**OBJETIVO A**.
No trecho sobre bandas de rock, passe para o inglês a frase "O grupo, contudo, decidiu seguir carreira."
#### TRECHO SELECIONADO ####
7 Year Bitch é uma das linhas de frente do movimento, porém, é uma das imagens mais brutais. A voz áspera de Selene Vigil, alinhada aos riffs agitados, narra o mundo em completa combustão. "Dead Men Don't Rape", "Knot" e "No Fucking War" são alguns highlights do projeto palpitante. A banda teve um histórico trágico com a integrante Stefanie Sargent, guitarrista, que morreu de asfixia após vomitar, logo após o lançamento deste disco. O grupo, contudo, decidiu seguir carreira.
Disco de estreia do grupo, Pottymouth é mais despojado — ainda que muito político. O projeto foi um grande marco para o movimento Do-It-Yourself (Faça Você Mesmo em português) e traz a união entre o rock feroz com composições divertidas. Além disso, o disco tem uma versão sarcástica de "Cherry Bomb", hino do The Runaways.
#### DADOS DE ENTRADA ####
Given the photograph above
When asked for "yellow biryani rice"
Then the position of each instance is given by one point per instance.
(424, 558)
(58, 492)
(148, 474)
####
**OBJETIVO B**.
Reescreva as linhas dos registros como uma lista JSON de strings, com uma string por linha e sem as linhas em branco.

**RESPOSTA A**.
The group, however, decided to carry on with its career.

**RESPOSTA B**.
[
  "Given the photograph above",
  "When asked for \"yellow biryani rice\"",
  "Then the position of each instance is given by one point per instance.",
  "(424, 558)",
  "(58, 492)",
  "(148, 474)"
]